═════ Raw data
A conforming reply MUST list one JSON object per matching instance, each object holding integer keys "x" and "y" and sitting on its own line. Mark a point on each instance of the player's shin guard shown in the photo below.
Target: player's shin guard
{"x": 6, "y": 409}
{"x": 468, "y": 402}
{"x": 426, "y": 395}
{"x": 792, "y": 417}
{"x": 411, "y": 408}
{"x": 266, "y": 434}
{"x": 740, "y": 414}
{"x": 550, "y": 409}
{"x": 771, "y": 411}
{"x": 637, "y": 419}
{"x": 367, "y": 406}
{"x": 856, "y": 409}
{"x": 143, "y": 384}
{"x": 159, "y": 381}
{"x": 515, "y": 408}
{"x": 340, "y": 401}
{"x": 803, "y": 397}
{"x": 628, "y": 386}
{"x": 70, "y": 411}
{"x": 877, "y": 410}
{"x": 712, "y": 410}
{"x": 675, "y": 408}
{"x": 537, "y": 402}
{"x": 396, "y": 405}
══════════
### Task details
Can you give the records above again with "shin guard" replaced by "shin pad" everywhere it appears, leaving everything else unchanged?

### Output of the exercise
A conforming reply MUST list one JSON object per matching instance, each object holding integer keys "x" and "y" and sitting on its own line. Mark a point on each instance of the player's shin pad shown in the photo below.
Target: player's shin pad
{"x": 6, "y": 409}
{"x": 468, "y": 402}
{"x": 426, "y": 395}
{"x": 792, "y": 417}
{"x": 411, "y": 408}
{"x": 266, "y": 434}
{"x": 740, "y": 414}
{"x": 550, "y": 409}
{"x": 771, "y": 411}
{"x": 637, "y": 419}
{"x": 367, "y": 406}
{"x": 856, "y": 409}
{"x": 143, "y": 384}
{"x": 159, "y": 381}
{"x": 515, "y": 408}
{"x": 340, "y": 401}
{"x": 803, "y": 397}
{"x": 628, "y": 386}
{"x": 70, "y": 411}
{"x": 877, "y": 410}
{"x": 712, "y": 410}
{"x": 675, "y": 408}
{"x": 537, "y": 402}
{"x": 396, "y": 405}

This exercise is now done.